__Request 1__
According to the Debt Hurricane passage, how many religious bodies currently make up Jubilee Caribbean?

-- Start Source passage --

Debt Hurricane

Jubilee Caribbean (JCaribbean) is a newly formed non-governmental organisation, born out of the bigger Jubilee Campaigns from the turn of the millennium – Drop the Debt, Jubilee 2000 and Jubilee Debt Campaign – based in Grenada, but hoping to reach out to the wider English-speaking Caribbean islands. Due to our debt situation here, in the Caribbean, the ecumenical body that is the Conference of Churches in Grenada (CCG) saw the need to get in touch with these bigger networks and start our own particular Jubilee movement. JCaribbean’s mission is to to protect poor and vulnerable persons from the injustice of sovereign over-indebtedness and effectuate changes leading to smarter efforts to counter the effects of climate change on Small Island Developing States (SIDS). For this mission to be carried out, JCaribbean has outlined a number of activities and initiatives to be undertaken. Presently, the organisation is made up of eight religious bodies here in Grenada and have made contacts with other organisations throughout the region, mainly the Catholic church in Barbados and Dominica and the Council of Churches in Barbados, which is an umbrella organization with eleven members. The network is continuously widening and we are certain that the network will soon include contacts and organizations based on each island in our focus group.

-- End Source passage --
-- Start Records for the task --

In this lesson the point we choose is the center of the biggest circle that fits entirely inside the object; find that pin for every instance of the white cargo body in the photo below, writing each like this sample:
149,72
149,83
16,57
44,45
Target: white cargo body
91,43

-- End Records for the task --

__Request 2__
Reproduce all of the location identification entries above word for word.

__Final result 1__
Eight religious bodies in Grenada.

__Final result 2__
In this lesson the point we choose is the center of the biggest circle that fits entirely inside the object; find that pin for every instance of the white cargo body in the photo below, writing each like this sample:
149,72
149,83
16,57
44,45
Target: white cargo body
91,43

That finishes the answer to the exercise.